» **Requirement**: Exclude the pictures and set down, unaltered, the lines from the one that holds "Target: purple hydrangea flower" through the end of the data.

» **Given records**:
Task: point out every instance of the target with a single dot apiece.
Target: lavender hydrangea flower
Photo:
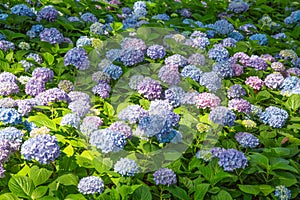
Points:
(79, 107)
(246, 139)
(89, 17)
(222, 116)
(169, 74)
(164, 176)
(236, 91)
(223, 68)
(10, 116)
(132, 114)
(254, 82)
(273, 116)
(156, 52)
(282, 192)
(121, 127)
(52, 95)
(150, 88)
(218, 53)
(126, 167)
(51, 35)
(108, 140)
(77, 57)
(240, 105)
(22, 10)
(48, 13)
(91, 185)
(207, 100)
(42, 148)
(6, 45)
(211, 81)
(232, 159)
(90, 124)
(102, 89)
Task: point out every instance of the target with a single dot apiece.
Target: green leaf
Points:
(178, 192)
(39, 192)
(39, 176)
(250, 189)
(201, 190)
(21, 186)
(49, 58)
(68, 179)
(142, 193)
(69, 151)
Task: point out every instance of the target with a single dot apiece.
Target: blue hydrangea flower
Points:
(261, 38)
(48, 13)
(126, 167)
(10, 116)
(51, 35)
(22, 10)
(90, 185)
(71, 120)
(164, 176)
(236, 91)
(223, 116)
(77, 57)
(273, 116)
(246, 139)
(108, 140)
(282, 192)
(232, 159)
(42, 148)
(113, 71)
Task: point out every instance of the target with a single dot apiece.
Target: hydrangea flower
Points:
(126, 167)
(150, 88)
(273, 116)
(207, 100)
(222, 116)
(91, 185)
(10, 116)
(48, 13)
(164, 176)
(232, 159)
(246, 139)
(240, 105)
(236, 91)
(51, 35)
(282, 192)
(108, 140)
(77, 57)
(42, 148)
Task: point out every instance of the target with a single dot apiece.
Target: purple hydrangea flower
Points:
(222, 116)
(254, 82)
(42, 148)
(102, 89)
(91, 185)
(77, 57)
(108, 140)
(236, 91)
(273, 116)
(126, 167)
(164, 176)
(48, 13)
(51, 35)
(246, 139)
(232, 159)
(207, 100)
(156, 52)
(150, 88)
(240, 105)
(169, 74)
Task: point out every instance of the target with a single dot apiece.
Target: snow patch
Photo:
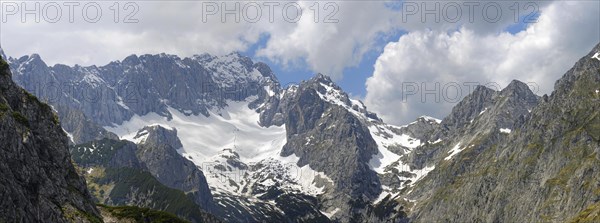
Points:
(596, 56)
(455, 150)
(204, 137)
(331, 213)
(484, 110)
(431, 119)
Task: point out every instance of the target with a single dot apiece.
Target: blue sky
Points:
(430, 51)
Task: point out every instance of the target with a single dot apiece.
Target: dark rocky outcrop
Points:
(38, 183)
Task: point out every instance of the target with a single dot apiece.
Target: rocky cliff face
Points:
(544, 169)
(157, 151)
(37, 180)
(317, 128)
(148, 174)
(139, 85)
(311, 153)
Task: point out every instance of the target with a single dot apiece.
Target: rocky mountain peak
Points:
(2, 54)
(153, 135)
(467, 109)
(37, 181)
(519, 89)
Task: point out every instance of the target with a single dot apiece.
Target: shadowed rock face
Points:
(37, 180)
(546, 169)
(158, 153)
(139, 85)
(342, 149)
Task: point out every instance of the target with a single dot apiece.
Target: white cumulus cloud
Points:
(541, 54)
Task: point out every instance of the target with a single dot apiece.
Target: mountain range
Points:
(217, 138)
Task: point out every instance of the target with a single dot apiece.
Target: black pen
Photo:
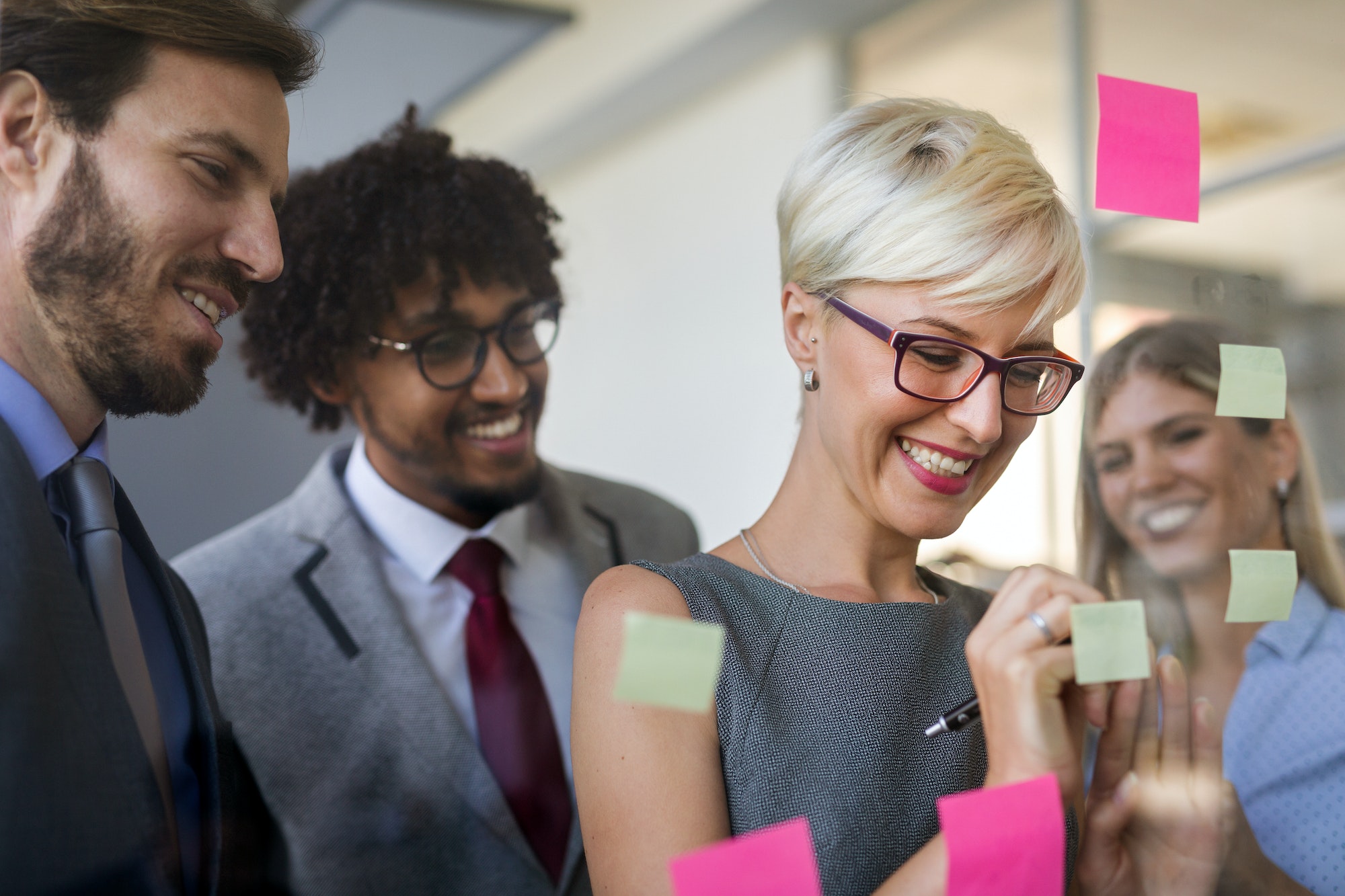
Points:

» **Written answer**:
Target: purple hydrangea flower
Points:
(222, 116)
(254, 82)
(42, 148)
(102, 89)
(91, 185)
(77, 57)
(108, 140)
(236, 91)
(273, 116)
(126, 167)
(164, 176)
(48, 13)
(51, 35)
(246, 139)
(232, 159)
(207, 100)
(156, 52)
(150, 88)
(240, 105)
(169, 74)
Task: point out every instance of the target with a single dot apiece.
Target: snow patch
Photo:
Points:
(596, 56)
(455, 150)
(204, 137)
(331, 213)
(484, 110)
(431, 119)
Task: point out every instance of the target with a single dot apiece.
Target: blue sky
Points:
(430, 51)
Task: point out every instance of the target with a single dot apiece.
Target: dark rocky outcrop
Points:
(38, 183)
Task: point out every instance of the target with a single dot apiece.
Target: rocky cliff face
Points:
(544, 169)
(157, 151)
(37, 180)
(317, 128)
(148, 174)
(139, 85)
(311, 153)
Task: point out every instance of the target with a single dot apiece.
Target: rocky mountain peak
Points:
(2, 54)
(153, 135)
(467, 109)
(37, 181)
(519, 89)
Task: point out every instance of the target with a single dot apiece.
Target: shadowed rock face
Points:
(37, 180)
(546, 169)
(158, 153)
(139, 85)
(342, 149)
Task: point out every instance of the target with a single dot apiece.
Target: white cumulus cloud
Points:
(541, 54)
Task: point out every instance of the target with a single dot apiece.
Target: mountain range
Points:
(217, 138)
Task: point out every instance of the target with a single dot apiece.
Target: black pen
Photo:
Points:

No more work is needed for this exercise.